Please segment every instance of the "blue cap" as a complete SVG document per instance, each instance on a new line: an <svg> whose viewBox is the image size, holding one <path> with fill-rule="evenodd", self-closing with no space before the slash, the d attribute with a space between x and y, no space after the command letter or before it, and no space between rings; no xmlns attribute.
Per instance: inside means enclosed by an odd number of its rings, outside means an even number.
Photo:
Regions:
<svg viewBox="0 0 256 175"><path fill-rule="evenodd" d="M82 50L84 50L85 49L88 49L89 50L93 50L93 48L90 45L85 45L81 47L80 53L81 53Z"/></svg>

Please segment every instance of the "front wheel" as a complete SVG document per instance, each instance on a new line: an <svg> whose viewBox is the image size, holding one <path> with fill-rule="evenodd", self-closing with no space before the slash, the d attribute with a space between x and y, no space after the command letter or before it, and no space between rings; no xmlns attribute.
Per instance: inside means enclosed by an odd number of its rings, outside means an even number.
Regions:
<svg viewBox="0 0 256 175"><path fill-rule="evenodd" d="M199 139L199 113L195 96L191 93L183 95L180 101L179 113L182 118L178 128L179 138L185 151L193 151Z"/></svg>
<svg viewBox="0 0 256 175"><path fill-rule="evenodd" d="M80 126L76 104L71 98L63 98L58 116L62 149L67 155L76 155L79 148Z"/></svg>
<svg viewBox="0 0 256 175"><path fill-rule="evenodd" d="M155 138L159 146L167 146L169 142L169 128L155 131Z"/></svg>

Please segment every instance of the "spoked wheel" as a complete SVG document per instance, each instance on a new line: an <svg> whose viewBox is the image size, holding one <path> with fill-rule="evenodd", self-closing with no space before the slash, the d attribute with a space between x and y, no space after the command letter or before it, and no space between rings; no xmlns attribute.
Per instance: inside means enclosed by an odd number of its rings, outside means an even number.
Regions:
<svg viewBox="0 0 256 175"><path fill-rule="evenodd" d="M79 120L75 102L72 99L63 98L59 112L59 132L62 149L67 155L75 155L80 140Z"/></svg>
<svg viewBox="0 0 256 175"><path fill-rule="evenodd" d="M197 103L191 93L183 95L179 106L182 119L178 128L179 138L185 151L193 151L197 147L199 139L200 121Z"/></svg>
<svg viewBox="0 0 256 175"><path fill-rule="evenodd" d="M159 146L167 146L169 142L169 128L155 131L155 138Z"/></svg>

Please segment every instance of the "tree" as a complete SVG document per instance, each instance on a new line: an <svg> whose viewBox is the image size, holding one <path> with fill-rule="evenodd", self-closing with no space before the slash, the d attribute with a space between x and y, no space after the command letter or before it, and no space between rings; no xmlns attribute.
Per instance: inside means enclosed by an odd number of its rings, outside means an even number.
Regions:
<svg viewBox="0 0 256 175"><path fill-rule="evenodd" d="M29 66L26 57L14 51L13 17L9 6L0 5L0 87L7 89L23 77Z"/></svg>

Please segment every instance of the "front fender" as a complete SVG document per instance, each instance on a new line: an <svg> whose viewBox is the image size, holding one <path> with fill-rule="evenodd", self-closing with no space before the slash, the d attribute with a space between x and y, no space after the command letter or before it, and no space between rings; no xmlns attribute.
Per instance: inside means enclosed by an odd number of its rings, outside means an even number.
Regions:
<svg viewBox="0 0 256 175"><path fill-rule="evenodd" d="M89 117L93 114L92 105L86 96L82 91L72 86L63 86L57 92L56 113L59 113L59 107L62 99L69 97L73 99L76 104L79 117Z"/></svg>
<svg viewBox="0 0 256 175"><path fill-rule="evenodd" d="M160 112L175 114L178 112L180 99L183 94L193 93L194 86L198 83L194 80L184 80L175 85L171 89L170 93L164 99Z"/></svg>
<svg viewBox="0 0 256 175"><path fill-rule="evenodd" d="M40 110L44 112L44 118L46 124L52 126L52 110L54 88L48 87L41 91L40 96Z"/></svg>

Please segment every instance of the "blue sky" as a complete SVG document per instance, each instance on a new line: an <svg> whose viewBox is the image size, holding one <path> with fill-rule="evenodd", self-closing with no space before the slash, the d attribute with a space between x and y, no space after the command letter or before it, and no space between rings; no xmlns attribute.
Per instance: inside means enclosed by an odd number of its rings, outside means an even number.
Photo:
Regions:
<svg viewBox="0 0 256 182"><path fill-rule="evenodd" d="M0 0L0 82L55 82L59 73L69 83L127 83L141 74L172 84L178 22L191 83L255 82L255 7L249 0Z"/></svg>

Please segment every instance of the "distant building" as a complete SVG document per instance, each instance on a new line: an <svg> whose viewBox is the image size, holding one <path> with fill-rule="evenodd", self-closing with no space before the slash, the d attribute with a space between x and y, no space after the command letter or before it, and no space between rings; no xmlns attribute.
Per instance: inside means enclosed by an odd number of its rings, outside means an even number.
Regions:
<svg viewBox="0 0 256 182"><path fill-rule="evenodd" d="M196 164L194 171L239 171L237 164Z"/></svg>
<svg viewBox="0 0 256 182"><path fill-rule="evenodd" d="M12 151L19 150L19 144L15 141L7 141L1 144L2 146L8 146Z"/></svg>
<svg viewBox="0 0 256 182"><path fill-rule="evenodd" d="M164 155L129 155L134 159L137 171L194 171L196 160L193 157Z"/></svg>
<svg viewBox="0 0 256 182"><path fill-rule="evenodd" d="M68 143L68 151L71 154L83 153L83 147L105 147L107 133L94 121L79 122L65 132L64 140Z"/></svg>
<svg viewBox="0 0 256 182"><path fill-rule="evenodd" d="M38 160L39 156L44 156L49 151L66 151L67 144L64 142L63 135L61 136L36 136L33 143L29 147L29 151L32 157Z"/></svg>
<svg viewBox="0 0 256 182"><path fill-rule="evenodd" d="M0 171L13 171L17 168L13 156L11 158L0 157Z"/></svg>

===

#### [Exercise details]
Copy out all of the rows above, keeping every character unchanged.

#### [Written solution]
Please segment every instance of the "blue cap" as a complete SVG document per instance, each instance on a new line: an <svg> whose viewBox is the image size, holding one <path> with fill-rule="evenodd", self-closing with no space before the slash, the d attribute with a space between x and y, no space after the command letter or before it, and no space between rings; no xmlns attribute.
Per instance: inside means enclosed by an odd number of its rings, outside means an even number.
Photo:
Regions:
<svg viewBox="0 0 256 175"><path fill-rule="evenodd" d="M82 50L84 50L85 49L88 49L89 50L93 50L93 48L90 45L85 45L81 47L80 53L81 53Z"/></svg>

Please segment every instance of the "front wheel" as a complete SVG document per instance, each instance on a new line: an <svg> whose viewBox is the image size, holding one <path> with fill-rule="evenodd", self-closing with no space before the slash, the d attribute with a space between x and y, no space after the command letter or before it, and no space between rings; no xmlns attribute.
Per instance: inside means enclosed by an odd number of its rings, outside means an even number.
Regions:
<svg viewBox="0 0 256 175"><path fill-rule="evenodd" d="M199 139L199 113L195 96L191 93L183 95L180 101L179 113L182 118L178 128L179 138L185 151L193 151Z"/></svg>
<svg viewBox="0 0 256 175"><path fill-rule="evenodd" d="M80 126L76 104L71 98L63 98L58 116L62 149L67 155L76 155L79 148Z"/></svg>
<svg viewBox="0 0 256 175"><path fill-rule="evenodd" d="M155 138L159 146L167 146L169 142L169 128L155 131Z"/></svg>

Please segment every instance of the "spoked wheel" as a complete SVG document per instance, each instance on a new line: an <svg> whose viewBox is the image size, holding one <path> with fill-rule="evenodd", self-closing with no space before the slash, the d attribute with a space between x and y, no space after the command letter or before it, and no space between rings; no xmlns attribute.
Per instance: inside means enclosed by an odd number of its rings, outside means an even number.
Regions:
<svg viewBox="0 0 256 175"><path fill-rule="evenodd" d="M79 120L75 102L72 99L63 98L59 112L59 132L62 149L67 155L75 155L80 140Z"/></svg>
<svg viewBox="0 0 256 175"><path fill-rule="evenodd" d="M197 103L191 93L183 95L179 106L182 119L178 128L179 138L185 151L193 151L197 147L199 139L200 121Z"/></svg>
<svg viewBox="0 0 256 175"><path fill-rule="evenodd" d="M159 146L167 146L169 142L169 128L155 131L155 138Z"/></svg>

Please segment every instance of the "tree" as a complete SVG document per instance, each instance on a new line: an <svg> whose viewBox is the image size, holding one <path> with fill-rule="evenodd", self-closing with no space before the slash, the d attribute with a space between x and y, no space after the command letter or before it, and no space between rings; no xmlns attribute.
Per instance: inside means enclosed by an odd number of its rings, outside means an even number.
Regions:
<svg viewBox="0 0 256 175"><path fill-rule="evenodd" d="M29 66L26 57L14 51L13 17L9 6L0 5L0 87L7 89L23 77Z"/></svg>

Please segment every instance of the "front fender" as a complete SVG document per instance, each instance on a new line: an <svg> whose viewBox is the image size, holding one <path> with fill-rule="evenodd", self-closing with no space before the slash, the d attribute with a space between x and y, no space after the command letter or before it, and no space between rings; no xmlns attribute.
Per instance: inside means enclosed by an odd number of its rings, outside means an even number.
Regions:
<svg viewBox="0 0 256 175"><path fill-rule="evenodd" d="M89 117L93 114L92 105L86 96L82 91L72 86L63 86L57 92L56 113L59 113L59 107L62 99L69 97L73 99L76 104L79 117Z"/></svg>
<svg viewBox="0 0 256 175"><path fill-rule="evenodd" d="M160 112L175 114L178 112L180 99L183 94L193 93L194 86L198 83L194 80L184 80L175 85L171 89L170 93L164 99Z"/></svg>
<svg viewBox="0 0 256 175"><path fill-rule="evenodd" d="M40 110L44 112L44 118L46 124L52 126L52 110L54 88L48 87L41 91L40 96Z"/></svg>

Please segment every instance of the "blue sky" as a complete SVG document per instance, each instance on a new line: an <svg> whose viewBox is the image size, holding one <path> with fill-rule="evenodd", self-closing with no space before the slash, the d attribute with a space between x and y, no space after the command letter or before it, and no space between rings; no xmlns attribute.
Per instance: inside means enclosed by an odd number of its rings, outside means an even number.
Photo:
Regions:
<svg viewBox="0 0 256 182"><path fill-rule="evenodd" d="M0 0L0 82L55 82L59 73L69 83L127 83L141 74L172 84L178 22L191 83L255 82L255 7L249 0Z"/></svg>

Please segment every instance of the "distant building" as a complete SVG document per instance, each instance on a new line: an <svg> whose viewBox is the image size, holding one <path> with fill-rule="evenodd", self-closing with no space before the slash, the d attribute with a space between x and y, no space after the command letter or before it, and no space between rings; no xmlns attribute.
Per instance: inside means enclosed by an odd number of its rings, outside means an even number.
Regions:
<svg viewBox="0 0 256 182"><path fill-rule="evenodd" d="M196 164L194 171L239 171L237 164Z"/></svg>
<svg viewBox="0 0 256 182"><path fill-rule="evenodd" d="M12 151L19 150L19 144L15 141L7 141L1 144L2 146L8 146Z"/></svg>
<svg viewBox="0 0 256 182"><path fill-rule="evenodd" d="M164 155L129 155L134 159L137 171L194 171L196 160L193 157Z"/></svg>
<svg viewBox="0 0 256 182"><path fill-rule="evenodd" d="M68 143L68 151L71 154L83 153L83 147L105 147L107 133L94 121L79 122L65 132L64 140Z"/></svg>
<svg viewBox="0 0 256 182"><path fill-rule="evenodd" d="M38 160L39 156L44 156L49 151L66 151L67 144L64 142L63 135L61 136L36 136L33 143L29 147L29 151L32 157Z"/></svg>
<svg viewBox="0 0 256 182"><path fill-rule="evenodd" d="M0 171L13 171L17 168L13 156L11 158L0 157Z"/></svg>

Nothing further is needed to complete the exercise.